---------- SELECTED EXCERPT

Yeah, thanks for that, John. But coming back to BAE and the CB90 contract, we've recently seen in the news that around the defence in Denmark regarding BAE providing upgrades to Danish CB90s. So why haven't we seen any traction for Clavister regarding that contract so far?
Again, coming back to time. So the ones who followed us for a while knew that from the point where BAE Systems announced their win with two countries in Eastern Europe. It took exactly one year for their subcontractors to receive orders and contracts in turn. We can't say that the time in this case would be that long. We can't even state in a forum like this that it's granted that we will have that contract. But again, we are part of all four nations, modern nations with modern infantry fighting vehicles from the system. So the likelihood is very high that we'll be part also of the upcoming contracts. But again, respect for the time.
Okay, yeah. So we have a few more finance-related questions. So David, these are probably coming in for you. How should we view the OPEX and COPEX levels coming quarters? Do you have needs that require new recruits that could result in an incremental increase in OPEX? Or how should we view the cost control in the short term?

--------------------
---------- EXTRACTED DATA

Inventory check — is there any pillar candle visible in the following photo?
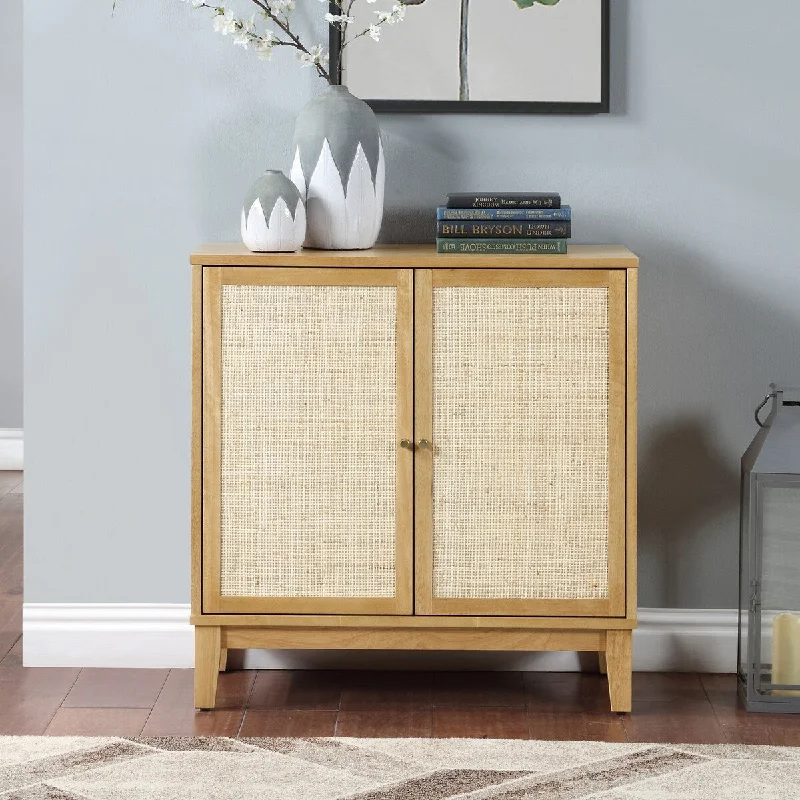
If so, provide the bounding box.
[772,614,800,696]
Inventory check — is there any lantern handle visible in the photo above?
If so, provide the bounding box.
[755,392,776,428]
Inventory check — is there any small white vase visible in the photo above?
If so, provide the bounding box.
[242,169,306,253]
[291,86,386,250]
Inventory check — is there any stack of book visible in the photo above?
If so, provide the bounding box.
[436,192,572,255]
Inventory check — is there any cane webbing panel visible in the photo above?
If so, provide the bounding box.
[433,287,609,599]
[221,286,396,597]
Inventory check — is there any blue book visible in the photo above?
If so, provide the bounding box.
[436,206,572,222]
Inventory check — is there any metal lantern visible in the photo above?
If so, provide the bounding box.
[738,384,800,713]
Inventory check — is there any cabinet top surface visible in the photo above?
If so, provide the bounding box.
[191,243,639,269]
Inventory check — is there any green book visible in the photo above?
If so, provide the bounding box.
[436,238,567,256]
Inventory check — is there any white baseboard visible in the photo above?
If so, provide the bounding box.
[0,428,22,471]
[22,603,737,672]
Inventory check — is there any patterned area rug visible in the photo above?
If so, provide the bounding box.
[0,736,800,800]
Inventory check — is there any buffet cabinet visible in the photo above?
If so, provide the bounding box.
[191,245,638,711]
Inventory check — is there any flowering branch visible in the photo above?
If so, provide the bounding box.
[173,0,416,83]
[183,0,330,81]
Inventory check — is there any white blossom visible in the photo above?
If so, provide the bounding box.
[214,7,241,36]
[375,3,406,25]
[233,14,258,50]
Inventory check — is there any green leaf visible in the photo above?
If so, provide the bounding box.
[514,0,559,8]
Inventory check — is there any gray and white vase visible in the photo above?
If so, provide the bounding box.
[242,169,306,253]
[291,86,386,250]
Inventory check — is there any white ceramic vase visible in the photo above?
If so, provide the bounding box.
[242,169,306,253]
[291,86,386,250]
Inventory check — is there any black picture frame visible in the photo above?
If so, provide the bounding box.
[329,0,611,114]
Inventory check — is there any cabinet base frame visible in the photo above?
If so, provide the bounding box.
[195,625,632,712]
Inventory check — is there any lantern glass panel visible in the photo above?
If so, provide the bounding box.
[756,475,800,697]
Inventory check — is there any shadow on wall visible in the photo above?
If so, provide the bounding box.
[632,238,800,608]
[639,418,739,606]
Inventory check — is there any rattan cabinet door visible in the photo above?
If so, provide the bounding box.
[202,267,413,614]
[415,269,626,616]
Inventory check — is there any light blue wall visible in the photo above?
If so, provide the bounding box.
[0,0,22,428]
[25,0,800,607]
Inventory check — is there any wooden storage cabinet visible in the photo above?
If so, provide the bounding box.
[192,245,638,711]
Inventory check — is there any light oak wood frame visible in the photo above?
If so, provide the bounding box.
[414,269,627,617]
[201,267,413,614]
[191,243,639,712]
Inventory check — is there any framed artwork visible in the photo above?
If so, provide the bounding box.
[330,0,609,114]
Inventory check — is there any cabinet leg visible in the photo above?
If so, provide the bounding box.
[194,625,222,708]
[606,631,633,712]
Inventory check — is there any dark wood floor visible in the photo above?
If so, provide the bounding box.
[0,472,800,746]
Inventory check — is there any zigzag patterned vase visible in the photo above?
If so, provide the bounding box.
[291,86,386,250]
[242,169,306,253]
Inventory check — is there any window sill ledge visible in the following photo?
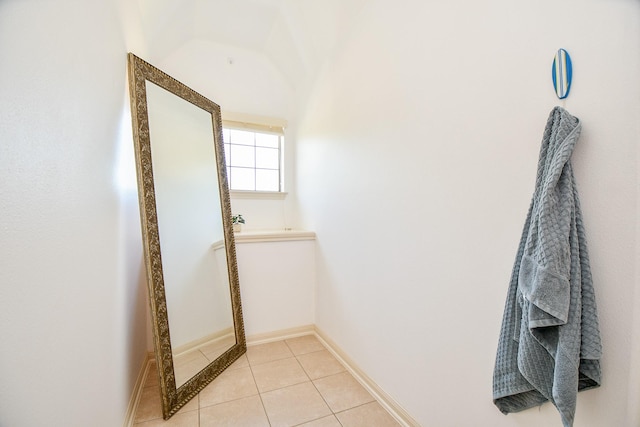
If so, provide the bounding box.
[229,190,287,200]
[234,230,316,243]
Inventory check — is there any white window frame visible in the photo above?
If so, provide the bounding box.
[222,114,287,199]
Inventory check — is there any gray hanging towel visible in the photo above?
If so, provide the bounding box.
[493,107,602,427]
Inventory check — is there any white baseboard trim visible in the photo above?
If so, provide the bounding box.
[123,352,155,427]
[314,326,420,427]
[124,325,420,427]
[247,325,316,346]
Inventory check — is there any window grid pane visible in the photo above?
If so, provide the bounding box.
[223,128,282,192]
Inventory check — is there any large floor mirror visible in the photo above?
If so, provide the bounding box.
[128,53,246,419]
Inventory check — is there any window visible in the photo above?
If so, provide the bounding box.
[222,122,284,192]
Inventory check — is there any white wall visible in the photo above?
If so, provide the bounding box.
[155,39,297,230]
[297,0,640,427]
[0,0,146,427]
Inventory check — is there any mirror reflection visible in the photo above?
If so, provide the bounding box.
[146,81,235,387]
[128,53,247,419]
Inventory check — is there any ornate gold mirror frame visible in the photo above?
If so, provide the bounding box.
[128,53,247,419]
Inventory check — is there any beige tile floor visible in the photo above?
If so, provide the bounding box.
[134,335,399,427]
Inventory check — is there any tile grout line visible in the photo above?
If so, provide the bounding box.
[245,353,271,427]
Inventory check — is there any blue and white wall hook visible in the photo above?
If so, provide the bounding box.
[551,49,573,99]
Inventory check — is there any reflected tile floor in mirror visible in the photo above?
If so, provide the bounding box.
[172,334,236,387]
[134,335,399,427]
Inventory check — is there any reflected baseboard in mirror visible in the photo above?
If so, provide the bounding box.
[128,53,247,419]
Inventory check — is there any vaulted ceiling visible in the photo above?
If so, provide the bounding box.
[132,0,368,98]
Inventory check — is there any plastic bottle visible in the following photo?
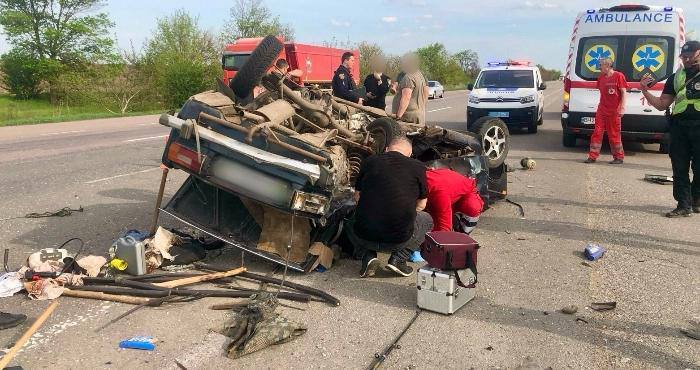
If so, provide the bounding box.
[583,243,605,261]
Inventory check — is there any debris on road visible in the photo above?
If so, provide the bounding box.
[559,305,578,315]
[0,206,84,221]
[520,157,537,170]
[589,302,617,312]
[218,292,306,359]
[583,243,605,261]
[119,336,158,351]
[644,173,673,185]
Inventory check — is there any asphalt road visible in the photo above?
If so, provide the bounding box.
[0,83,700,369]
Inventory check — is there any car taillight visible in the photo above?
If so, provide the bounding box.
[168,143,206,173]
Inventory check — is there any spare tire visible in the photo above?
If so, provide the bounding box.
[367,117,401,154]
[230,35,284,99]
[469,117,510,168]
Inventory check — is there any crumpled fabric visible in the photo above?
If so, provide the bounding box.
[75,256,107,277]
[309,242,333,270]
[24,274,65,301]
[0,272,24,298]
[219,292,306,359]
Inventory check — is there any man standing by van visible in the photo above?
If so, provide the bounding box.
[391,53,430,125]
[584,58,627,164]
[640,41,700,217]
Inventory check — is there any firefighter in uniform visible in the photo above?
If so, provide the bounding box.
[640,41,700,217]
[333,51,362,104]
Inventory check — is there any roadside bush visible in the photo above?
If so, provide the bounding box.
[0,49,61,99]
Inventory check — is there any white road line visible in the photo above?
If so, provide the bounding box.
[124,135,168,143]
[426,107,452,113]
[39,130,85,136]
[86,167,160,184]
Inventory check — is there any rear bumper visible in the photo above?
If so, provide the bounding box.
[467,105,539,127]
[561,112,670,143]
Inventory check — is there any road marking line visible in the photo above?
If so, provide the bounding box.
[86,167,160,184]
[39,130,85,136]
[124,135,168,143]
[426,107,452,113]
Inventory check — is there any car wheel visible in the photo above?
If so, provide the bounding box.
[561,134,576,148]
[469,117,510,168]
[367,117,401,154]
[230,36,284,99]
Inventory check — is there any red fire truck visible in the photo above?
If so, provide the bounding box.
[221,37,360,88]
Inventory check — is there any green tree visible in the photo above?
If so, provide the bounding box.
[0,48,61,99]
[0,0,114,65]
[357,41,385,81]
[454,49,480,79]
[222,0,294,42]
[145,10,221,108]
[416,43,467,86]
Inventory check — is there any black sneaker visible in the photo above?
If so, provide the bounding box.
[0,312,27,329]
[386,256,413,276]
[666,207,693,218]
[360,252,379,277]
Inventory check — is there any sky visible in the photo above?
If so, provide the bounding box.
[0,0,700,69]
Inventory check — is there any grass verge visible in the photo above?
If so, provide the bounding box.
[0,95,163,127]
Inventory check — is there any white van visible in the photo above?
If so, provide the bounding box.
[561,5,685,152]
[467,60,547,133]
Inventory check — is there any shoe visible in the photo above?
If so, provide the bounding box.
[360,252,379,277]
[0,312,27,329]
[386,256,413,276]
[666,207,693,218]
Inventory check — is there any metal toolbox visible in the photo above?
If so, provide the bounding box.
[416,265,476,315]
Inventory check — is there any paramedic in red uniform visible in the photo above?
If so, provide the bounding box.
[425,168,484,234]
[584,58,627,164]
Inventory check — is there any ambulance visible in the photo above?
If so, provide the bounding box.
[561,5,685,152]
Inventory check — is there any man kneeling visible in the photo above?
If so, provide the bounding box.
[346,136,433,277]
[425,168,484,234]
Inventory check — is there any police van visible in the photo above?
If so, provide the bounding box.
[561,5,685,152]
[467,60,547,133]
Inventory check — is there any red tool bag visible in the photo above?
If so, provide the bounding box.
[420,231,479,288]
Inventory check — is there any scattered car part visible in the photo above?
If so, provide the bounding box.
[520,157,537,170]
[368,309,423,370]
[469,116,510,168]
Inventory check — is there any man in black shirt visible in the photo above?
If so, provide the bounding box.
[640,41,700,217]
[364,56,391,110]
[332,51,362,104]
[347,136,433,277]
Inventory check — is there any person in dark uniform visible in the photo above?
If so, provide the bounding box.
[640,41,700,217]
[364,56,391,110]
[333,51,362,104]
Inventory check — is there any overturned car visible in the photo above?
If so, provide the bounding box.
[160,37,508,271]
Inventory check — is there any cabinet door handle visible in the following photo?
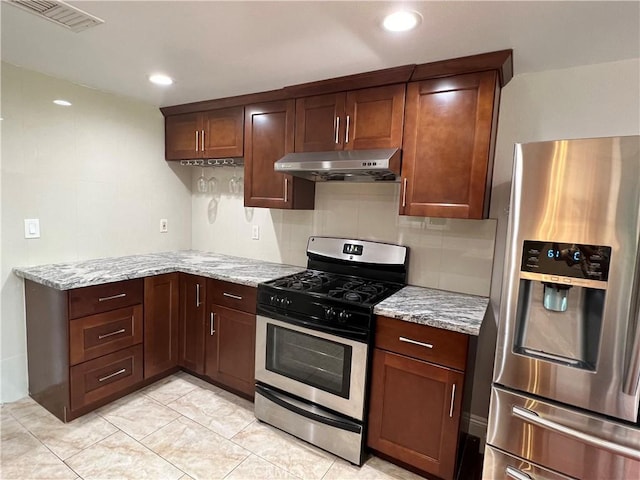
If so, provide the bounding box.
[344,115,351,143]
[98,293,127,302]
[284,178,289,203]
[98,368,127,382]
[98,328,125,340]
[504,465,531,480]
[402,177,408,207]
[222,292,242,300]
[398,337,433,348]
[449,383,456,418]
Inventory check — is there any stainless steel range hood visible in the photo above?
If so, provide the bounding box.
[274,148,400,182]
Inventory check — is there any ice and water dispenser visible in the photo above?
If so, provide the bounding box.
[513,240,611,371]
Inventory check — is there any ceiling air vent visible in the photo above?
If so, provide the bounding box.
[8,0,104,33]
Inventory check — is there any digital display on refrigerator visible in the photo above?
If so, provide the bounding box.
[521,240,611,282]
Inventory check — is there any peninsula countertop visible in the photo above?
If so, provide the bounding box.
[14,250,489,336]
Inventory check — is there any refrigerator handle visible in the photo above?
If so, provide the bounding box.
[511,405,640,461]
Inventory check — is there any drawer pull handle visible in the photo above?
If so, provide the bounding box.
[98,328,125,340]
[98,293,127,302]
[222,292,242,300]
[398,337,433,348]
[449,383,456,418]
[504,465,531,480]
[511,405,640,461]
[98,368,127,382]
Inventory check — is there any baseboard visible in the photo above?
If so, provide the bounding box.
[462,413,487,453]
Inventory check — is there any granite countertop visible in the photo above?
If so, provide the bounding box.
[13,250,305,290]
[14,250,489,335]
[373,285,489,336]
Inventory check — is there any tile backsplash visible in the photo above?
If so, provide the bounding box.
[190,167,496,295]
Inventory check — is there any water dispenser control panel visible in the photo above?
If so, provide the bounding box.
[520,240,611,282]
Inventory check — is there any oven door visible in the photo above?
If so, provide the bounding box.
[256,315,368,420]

--------------------

ACTIONS TO TAKE:
**A)** Reproduce the part of the Clavister call transcript starting at "Yeah, thanks for" and ending at "contract so far?".
**B)** In the Clavister call transcript, how long did it take BAE Systems' subcontractors to receive orders after BAE announced its win with two countries in Eastern Europe?
**C)** Resume the Clavister call transcript from the point where it stops.

ANSWERS TO EACH TASK:
**A)**
Yeah, thanks for that, John. But coming back to BAE and the CB90 contract, we've recently seen in the news that around the defence in Denmark regarding BAE providing upgrades to Danish CB90s. So why haven't we seen any traction for Clavister regarding that contract so far?

**B)** It took exactly one year.

**C)**
I think we've for quite some of it is a good question, but I think we're from quite some time now has been enabled to demonstrate that we can keep our objects under control and scale our business and generate more more sales. We don't see that we have big gaps within our technology platform that require us to significantly go out and hire more developers, for example. So we don't see that. So our focus here is let's maintain a strict view on our cost base, do a selected few investments if you think they are motivated that they will be able to capture more growth for us, for example. But as we said before in this presentation and in the report as well, we maintain a strict view on OPEX for this year. So our main focus is to generate more growth from the cost base we already have. But of course, this is something to monitor and see, you know, would growth continue to pick up? And we see that, you know, to generate future growth and to be able to capitalize on that. If investments would support that and would be justified, let's have a look at that. But we don't see that at this point.
Okay. We also have a question. In the report, other external costs have decreased significantly. What's the driver behind this?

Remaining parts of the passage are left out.